→ **DIRECTION**
In full and without deviation, write out the entries that follow.

→ **EXTRACTED ENTRIES**
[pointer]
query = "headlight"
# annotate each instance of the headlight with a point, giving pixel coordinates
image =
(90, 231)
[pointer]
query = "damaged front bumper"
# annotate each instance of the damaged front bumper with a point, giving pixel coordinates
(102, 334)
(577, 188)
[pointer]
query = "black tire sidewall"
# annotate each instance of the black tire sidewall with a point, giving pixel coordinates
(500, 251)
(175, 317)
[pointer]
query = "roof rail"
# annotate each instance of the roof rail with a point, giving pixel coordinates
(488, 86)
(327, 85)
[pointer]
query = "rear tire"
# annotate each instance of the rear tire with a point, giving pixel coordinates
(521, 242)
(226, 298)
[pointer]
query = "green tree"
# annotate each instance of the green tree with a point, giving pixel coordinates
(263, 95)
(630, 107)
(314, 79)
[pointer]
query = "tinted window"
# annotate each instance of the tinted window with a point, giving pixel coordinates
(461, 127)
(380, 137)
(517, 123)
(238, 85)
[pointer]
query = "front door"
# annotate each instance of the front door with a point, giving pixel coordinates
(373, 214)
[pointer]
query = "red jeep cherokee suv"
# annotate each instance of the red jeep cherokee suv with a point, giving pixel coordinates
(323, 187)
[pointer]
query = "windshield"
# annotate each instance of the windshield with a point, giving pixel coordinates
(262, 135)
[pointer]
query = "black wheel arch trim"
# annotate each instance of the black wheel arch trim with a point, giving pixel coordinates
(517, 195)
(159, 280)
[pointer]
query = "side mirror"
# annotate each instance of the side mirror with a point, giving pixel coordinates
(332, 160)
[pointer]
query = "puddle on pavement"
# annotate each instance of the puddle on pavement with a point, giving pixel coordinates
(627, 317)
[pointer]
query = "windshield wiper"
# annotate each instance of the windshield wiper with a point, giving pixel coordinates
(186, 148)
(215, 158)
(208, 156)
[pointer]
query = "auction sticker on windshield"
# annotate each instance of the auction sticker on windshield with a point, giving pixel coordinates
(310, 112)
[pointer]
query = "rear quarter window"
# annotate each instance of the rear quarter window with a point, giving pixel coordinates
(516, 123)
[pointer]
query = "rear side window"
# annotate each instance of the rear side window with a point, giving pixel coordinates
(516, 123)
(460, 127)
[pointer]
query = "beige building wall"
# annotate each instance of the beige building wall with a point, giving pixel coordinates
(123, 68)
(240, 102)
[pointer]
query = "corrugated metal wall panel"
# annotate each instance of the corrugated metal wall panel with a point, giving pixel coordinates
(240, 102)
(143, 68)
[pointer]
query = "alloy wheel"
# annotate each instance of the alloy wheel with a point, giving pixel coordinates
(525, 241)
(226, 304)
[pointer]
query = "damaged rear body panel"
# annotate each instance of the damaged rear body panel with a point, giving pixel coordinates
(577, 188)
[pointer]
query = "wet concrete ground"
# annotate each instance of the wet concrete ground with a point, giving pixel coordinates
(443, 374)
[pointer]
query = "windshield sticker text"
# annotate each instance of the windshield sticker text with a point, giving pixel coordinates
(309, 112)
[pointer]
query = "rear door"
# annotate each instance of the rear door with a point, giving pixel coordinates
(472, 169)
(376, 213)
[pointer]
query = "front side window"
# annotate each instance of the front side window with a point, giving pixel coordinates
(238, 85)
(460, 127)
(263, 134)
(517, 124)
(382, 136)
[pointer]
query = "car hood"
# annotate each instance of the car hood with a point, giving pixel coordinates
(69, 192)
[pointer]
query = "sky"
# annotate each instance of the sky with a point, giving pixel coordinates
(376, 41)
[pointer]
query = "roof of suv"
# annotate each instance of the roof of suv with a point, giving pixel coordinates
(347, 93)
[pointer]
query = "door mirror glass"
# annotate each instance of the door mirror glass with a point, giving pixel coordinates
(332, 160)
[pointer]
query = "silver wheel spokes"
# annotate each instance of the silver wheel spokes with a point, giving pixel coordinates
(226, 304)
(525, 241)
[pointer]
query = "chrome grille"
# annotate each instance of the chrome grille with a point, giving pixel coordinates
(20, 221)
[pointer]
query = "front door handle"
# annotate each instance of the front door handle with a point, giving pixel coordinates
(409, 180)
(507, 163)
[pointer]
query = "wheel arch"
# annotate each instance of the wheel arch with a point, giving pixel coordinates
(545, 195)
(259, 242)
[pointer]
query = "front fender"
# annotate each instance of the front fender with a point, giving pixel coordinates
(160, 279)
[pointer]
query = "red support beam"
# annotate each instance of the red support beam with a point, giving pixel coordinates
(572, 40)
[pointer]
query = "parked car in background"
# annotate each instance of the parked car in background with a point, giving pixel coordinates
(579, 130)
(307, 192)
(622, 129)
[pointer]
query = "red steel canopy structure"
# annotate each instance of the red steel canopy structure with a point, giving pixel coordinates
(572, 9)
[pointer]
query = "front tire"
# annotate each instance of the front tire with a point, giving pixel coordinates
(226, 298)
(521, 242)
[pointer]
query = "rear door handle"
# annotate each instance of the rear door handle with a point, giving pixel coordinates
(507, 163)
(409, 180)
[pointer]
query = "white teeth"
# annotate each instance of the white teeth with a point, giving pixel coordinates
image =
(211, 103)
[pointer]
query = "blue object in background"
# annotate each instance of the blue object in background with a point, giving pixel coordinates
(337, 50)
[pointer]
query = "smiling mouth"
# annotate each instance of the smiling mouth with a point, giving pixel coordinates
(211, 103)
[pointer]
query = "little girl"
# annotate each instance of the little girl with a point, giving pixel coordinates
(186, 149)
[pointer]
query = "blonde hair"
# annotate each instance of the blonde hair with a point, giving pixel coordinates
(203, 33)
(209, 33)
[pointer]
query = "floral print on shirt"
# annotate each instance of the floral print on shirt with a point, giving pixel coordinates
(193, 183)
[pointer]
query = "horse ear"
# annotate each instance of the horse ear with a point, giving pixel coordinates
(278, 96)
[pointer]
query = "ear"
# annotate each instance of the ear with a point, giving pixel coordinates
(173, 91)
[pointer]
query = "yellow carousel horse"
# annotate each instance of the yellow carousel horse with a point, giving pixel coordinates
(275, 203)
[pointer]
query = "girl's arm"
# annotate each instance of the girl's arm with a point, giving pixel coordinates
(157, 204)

→ **COMPLETE OUTPUT**
[pointer]
query = "headlight"
# annotate each instance of the headlight with a point, giving pixel coordinates
image =
(90, 231)
[pointer]
query = "damaged front bumper"
# annotate each instance of the damaged front bumper with a point, giving pixel coordinates
(102, 334)
(577, 188)
[pointer]
query = "black tire sidewall"
# annotate each instance of the black tire sidewall with a point, giving pixel coordinates
(500, 251)
(175, 317)
[pointer]
query = "roof rail"
# annotate each instance of the roof rail with a point, giving pixel coordinates
(488, 86)
(327, 85)
[pointer]
query = "rear tire"
# annotate each instance of the rear tire with a point, giving pixel coordinates
(521, 242)
(226, 298)
[pointer]
query = "green tree"
# annotate each instance of the green tree with a point, giving pixel coordinates
(263, 95)
(630, 107)
(314, 79)
[pointer]
query = "tinted window"
# annotate each instance of the tinted window with a point, giving pixel coordinates
(461, 127)
(380, 137)
(517, 123)
(238, 85)
[pointer]
query = "front door"
# annotate each instance of the front door with a point, giving pixel coordinates
(373, 214)
[pointer]
query = "red jeep cherokee suv"
# annotate each instance of the red jeep cherokee suv with a point, giving pixel coordinates
(323, 187)
[pointer]
query = "windshield"
# annotate each instance of the windshield with a point, giving pixel coordinates
(262, 135)
[pointer]
query = "black wheel arch trim"
# annotate each instance of the black wheel arch trim with a point, giving pixel coordinates
(517, 195)
(159, 280)
[pointer]
query = "side mirror"
# annotate each instance of the side mirror with a point, giving pixel coordinates
(332, 160)
[pointer]
query = "puddle on pavement"
# annotate each instance of the puddle on pavement with a point, giving pixel coordinates
(627, 317)
[pointer]
query = "windshield wiper"
# annotate each instance of the windshield wiper with a point, giving pixel coordinates
(186, 148)
(215, 158)
(208, 156)
[pointer]
query = "auction sticker on windshield"
# annotate each instance of the auction sticker on windshield with a point, giving pixel coordinates
(310, 112)
[pointer]
query = "rear quarter window"
# annotate each instance of the rear quarter window with a point, giving pixel coordinates
(516, 123)
[pointer]
query = "rear side window"
# annotate each instance of the rear side window with a point, giving pixel coordinates
(516, 123)
(460, 127)
[pointer]
query = "beige building wall"
# annotate each instance of the beige building wall with a point, giving pixel coordinates
(123, 68)
(240, 102)
[pointer]
query = "corrugated metal wall panel"
# annotate each instance of the corrugated metal wall panel with a point, giving pixel coordinates
(240, 102)
(143, 68)
[pointer]
query = "alloy wheel"
# annotate each instance of the alloy wheel with a point, giving pixel coordinates
(525, 241)
(226, 304)
[pointer]
query = "damaged rear body panel"
# annotate each instance of the damaged rear body panel with a point, giving pixel coordinates
(577, 188)
[pointer]
query = "wet concrete ground"
# annotate each instance of the wet concrete ground with a point, giving pixel coordinates
(443, 374)
[pointer]
query = "windshield sticker text"
# annotate each instance of the windshield sticker text with a point, giving pixel coordinates
(309, 112)
[pointer]
query = "rear door"
# annotate each instance of the rear door with a point, giving pixel coordinates
(472, 169)
(376, 213)
[pointer]
query = "front side window"
# annotate each instance of the front side window with a point, giving pixel coordinates
(238, 85)
(460, 127)
(263, 134)
(517, 124)
(382, 136)
[pointer]
query = "car hood"
# annotate each instance of the car hood with a point, giving pixel coordinates
(69, 192)
[pointer]
query = "sky"
# annotate each instance of the sky with a point, giving pixel coordinates
(376, 41)
[pointer]
query = "roof of suv"
# annotate each instance of the roof of suv with a point, giving pixel coordinates
(347, 93)
[pointer]
query = "door mirror glass"
# annotate each instance of the door mirror glass with a point, giving pixel coordinates
(332, 160)
[pointer]
query = "silver wheel spokes"
# annotate each instance of the silver wheel spokes with a point, giving pixel coordinates
(226, 304)
(525, 241)
[pointer]
query = "chrome grille"
# annotate each instance of the chrome grille with a point, giving pixel coordinates
(20, 221)
[pointer]
query = "front door handle"
# annotate each instance of the front door handle with a point, giving pixel coordinates
(409, 180)
(507, 163)
[pointer]
query = "wheel arch"
# annotate each instance of the wheel arch with a point, giving pixel coordinates
(545, 195)
(259, 242)
[pointer]
query = "front fender"
# annotate each instance of the front fender with a point, giving pixel coordinates
(160, 279)
[pointer]
query = "red support beam"
# annotate each instance of the red support beam with a point, giving pixel coordinates
(572, 40)
[pointer]
query = "parked car in background"
# annotate each instance of the parked car in background with a point, giving pixel coordinates
(579, 130)
(307, 192)
(622, 129)
[pointer]
query = "red steel canopy structure"
# annotate each instance of the red steel canopy structure with a point, giving pixel coordinates
(572, 9)
[pointer]
query = "front tire"
# annotate each instance of the front tire with a point, giving pixel coordinates
(226, 298)
(521, 242)
[pointer]
query = "rear door handle"
# annotate each instance of the rear door handle with a point, giving pixel coordinates
(507, 163)
(409, 180)
[pointer]
query = "white teeth"
# annotate each instance of the white teeth with a point, giving pixel coordinates
image =
(211, 103)
[pointer]
query = "blue object in background"
# annotate each instance of the blue object in background with a point, giving pixel coordinates
(337, 50)
[pointer]
query = "smiling mouth"
# annotate each instance of the smiling mouth with a point, giving pixel coordinates
(211, 103)
[pointer]
query = "little girl"
# annotate each instance of the little girl with a point, giving pixel coordinates
(186, 149)
[pointer]
query = "blonde hair"
# annotate each instance of the blonde hair with a point, giving pixel coordinates
(203, 33)
(209, 33)
[pointer]
query = "floral print on shirt"
# annotate each instance of the floral print on shirt with a point, giving pixel coordinates
(193, 183)
[pointer]
query = "horse ear"
# annotate each instance of the horse ear with a point, giving pixel coordinates
(278, 96)
[pointer]
query = "ear"
# annotate each instance of the ear with a point, giving pixel coordinates
(173, 91)
[pointer]
query = "yellow carousel horse"
# annotate each instance of the yellow carousel horse with a point, giving pixel coordinates
(275, 203)
[pointer]
query = "girl's arm"
# annotate each instance of the girl's arm with a point, giving pixel coordinates
(157, 204)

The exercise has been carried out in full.